**Objetivo:**
Retome o texto sobre o filme “Oblivion” e escreva a continuação, começando logo depois da última frase dele.

**Trecho selecionado:**
= = = = =

Filme alucinante na Netflix vai fazer seu coração querer sair pelos olhos, enquanto da um nó em seu cérebro Divulgação / Universal Pictures

Filme alucinante na Netflix vai fazer seu coração querer sair pelos olhos, enquanto da um nó em seu cérebro

Seres humanos só conseguimos nos tornar alguma coisa na medida em que vencemos a resistência dos demais e lhes provamos que somos mesmo o que dizemos ser, ousadia que não se comete impunemente. O homem passa a vida temendo a postura que assume diante de dificuldades que lhe atravancam o prosaico cotidiano, por mais que pense e repense seu proceder, justamente porque sabe que algum dia essa fatura vai chegar e ele há de prestar contas de tudo quanto fez — e tanto mais do que deixou de fazer. Acossado por suas escolhas, apavorado com o que pode resultar delas uma vez que quase nunca é capaz de tomar decisões sensatas, o gênero humano avança no tempo confrontado com um medo do futuro que não raro degenera na paranoia fundada numa insana disputa entre o bem e o mal, conjuntura que o existir lhe apresenta sob a forma de um interminável ir e vir de sensações que beiram o absurdo.

Histórias que se põem a tentar dizer como será o futuro lançam mão de uma premissa bastante elástica, que faz caber conceitos os mais desabridamente inverossímeis. Jamais poderíamos saber como estaremos num futuro, próximo ou distante, marcado por cenários extremos, de privação de recursos básicos como a água para manter o corpo apto a fazer circular pelo sangue uma carga mínima de vitaminas e sais minerais, e o próprio oxigênio, indispensável à perpetuação de qualquer forma de vida e cada vez mais conspurcado por impurezas de toda ordem, mortífero paradoxo que se converte numa ameaça factual e recorrente. Em grande medida, Joseph Kosinski concorda com o cerne da questão proposta pelo ensaísta espanhol Miguel de Unamuno (1864-1936), para quem a vida só seria possível se nos dispuséssemos a sempre esquecer, episódios os mais diversos e em reiteradas situações, o que, como sabemos todos, tem sua aura de grande, de soberbo desafio. “Oblivion” é a história de uma sequência de apagões mnemônicos, em que a estética de que o diretor se vale colabora sobremaneira para a imagem de tempo narrativo fluido que o enredo pede, como se os personagens realmente flutuassem pelo vazio de suas lembranças perdidas.

= = = = =

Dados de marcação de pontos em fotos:
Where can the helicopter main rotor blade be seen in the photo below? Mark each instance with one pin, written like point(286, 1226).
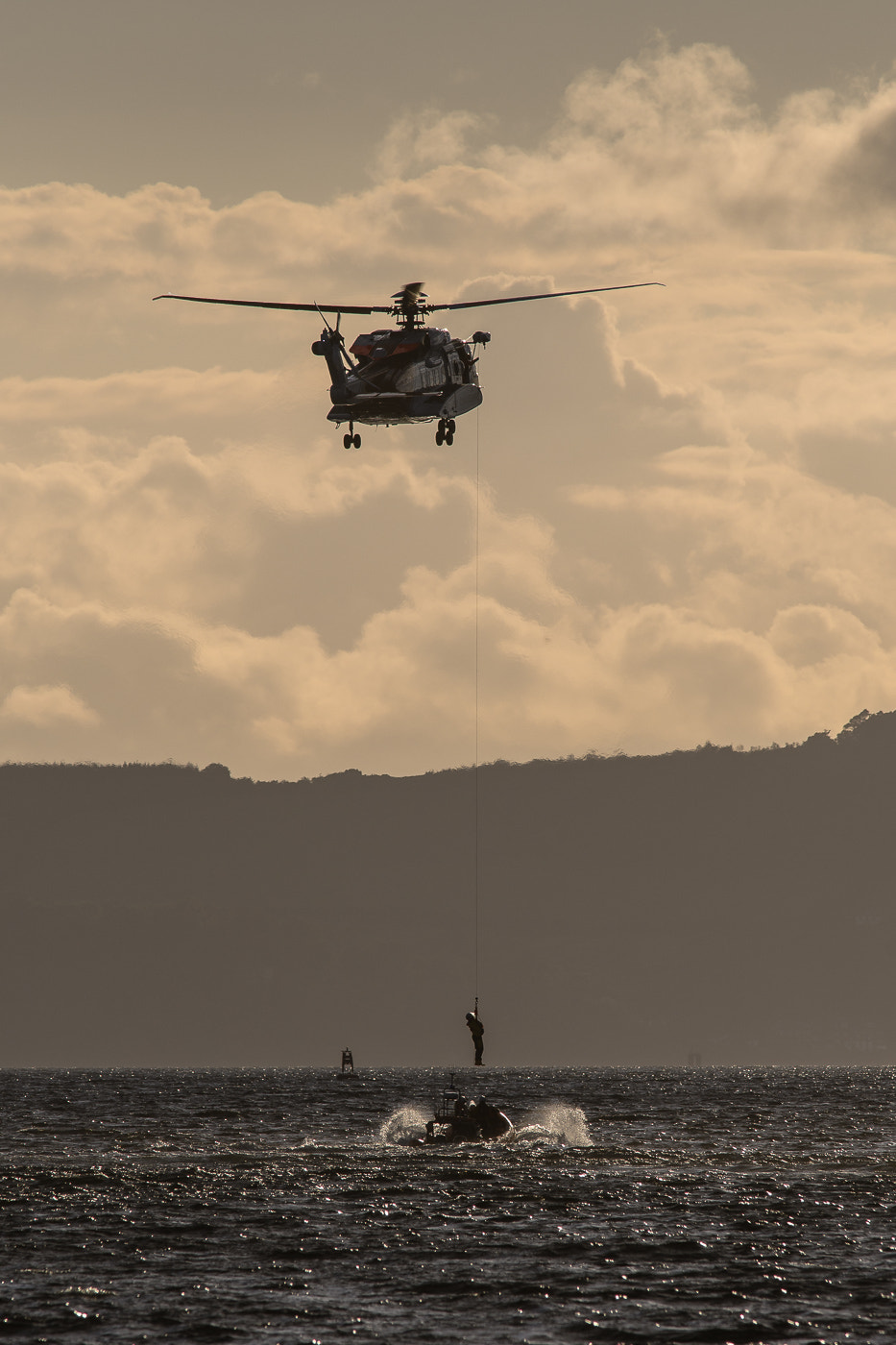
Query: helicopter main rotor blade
point(304, 308)
point(523, 299)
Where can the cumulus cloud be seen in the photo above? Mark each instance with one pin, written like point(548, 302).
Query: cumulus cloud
point(685, 500)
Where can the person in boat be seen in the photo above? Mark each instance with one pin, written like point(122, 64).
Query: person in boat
point(476, 1029)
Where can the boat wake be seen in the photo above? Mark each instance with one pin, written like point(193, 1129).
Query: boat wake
point(556, 1125)
point(405, 1126)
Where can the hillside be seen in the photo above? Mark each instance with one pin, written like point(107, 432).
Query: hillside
point(631, 910)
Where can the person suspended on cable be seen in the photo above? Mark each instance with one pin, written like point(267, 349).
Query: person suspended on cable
point(476, 1029)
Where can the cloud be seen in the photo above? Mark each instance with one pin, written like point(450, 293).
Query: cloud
point(46, 705)
point(684, 498)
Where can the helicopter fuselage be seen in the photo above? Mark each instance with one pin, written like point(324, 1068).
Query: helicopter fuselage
point(400, 376)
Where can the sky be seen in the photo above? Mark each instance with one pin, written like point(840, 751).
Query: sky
point(685, 497)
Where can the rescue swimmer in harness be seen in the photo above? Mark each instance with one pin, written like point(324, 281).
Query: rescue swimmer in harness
point(476, 1029)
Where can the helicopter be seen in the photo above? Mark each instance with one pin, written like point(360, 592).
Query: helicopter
point(403, 374)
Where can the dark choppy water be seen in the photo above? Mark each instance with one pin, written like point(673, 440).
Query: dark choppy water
point(278, 1206)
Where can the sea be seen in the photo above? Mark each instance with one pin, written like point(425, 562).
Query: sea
point(295, 1206)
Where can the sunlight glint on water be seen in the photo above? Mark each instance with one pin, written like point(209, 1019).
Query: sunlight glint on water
point(752, 1206)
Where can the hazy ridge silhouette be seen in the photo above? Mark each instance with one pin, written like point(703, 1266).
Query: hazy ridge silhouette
point(631, 910)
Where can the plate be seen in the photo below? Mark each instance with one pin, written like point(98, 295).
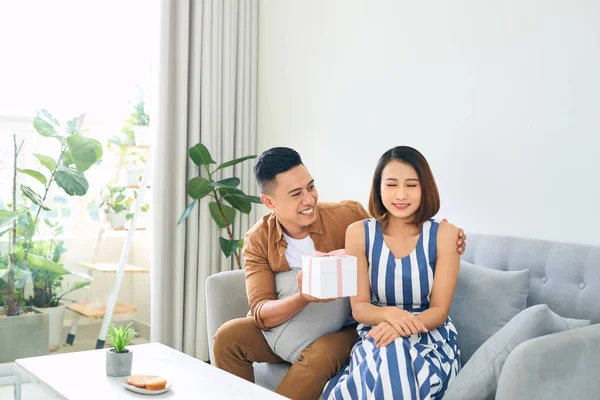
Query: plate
point(146, 391)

= = = = =

**Resposta:**
Alusões à concepção de uma nova humanidade, depois que uma invasão alienígena transformara o planeta numa massa amorfa de areia e fogo, estão presentes desde o primeiro quadro. O roteiro de Kosinski, Karl Gajdusek e Michael Arndt coloca Tom Cruise e Andrea Riseborough numa nave intergalática semelhante a um espermatozoide, pronta para fecundar o ventre infinito do universo, numa tentativa entre desesperada e poética de oferecer alternativa à índole destacadamente autodestrutiva do homo sapiens sapiens. Jack Harper e Victoria Olsen, a Vica, os personagens de Cruise e Riseborough, são descendentes de terráqueos que puderam escapar do massacre promovido pelos extraterrestres (que nunca aparecem, mas certamente não eram adoráveis homenzinhos verdes, com suas antenas brilhantes e uma sofrível voz metálica) em 2017. Passadas seis décadas, eles e os outros poucos felizardos que resistiram ao racionamento de comida e outros insumos se viram compelidos a mudar para Titã, a maior lua de Saturno, e se conformam com o status de escravizados de alguma civilização que povoa áreas desconhecidas da Via Láctea.

Kosinski se empenha por entregar um filme minimamente reflexivo, mas falhas semânticas bombardeiam a trama de inconsistências lógicas que devem ser apontadas. Não me parece razoável que num tempo de pronunciada carência de serviços os mais elementares, Harper se dê ao luxo de levar horas num banho — não, não há nenhuma nudez desnecessária, pelo menos isso. Sendo menos ranzinza e mais profundo, o encontro com Julia, interpretada por Olga Kurylenko, resta meio nebuloso — sabe-se que ele a vê em seus sonhos, de onde se infere que já se conhecessem e que essa nova etapa insinua que voltarão à Terra, que fora extinta. Por fim, Beech e Sally, de Morgan Freeman e Melissa Leo, aportam ao caos de “Oblivion” sem nenhuma função prática, só para constar. Isso, sim, é um apocalipse de verdade.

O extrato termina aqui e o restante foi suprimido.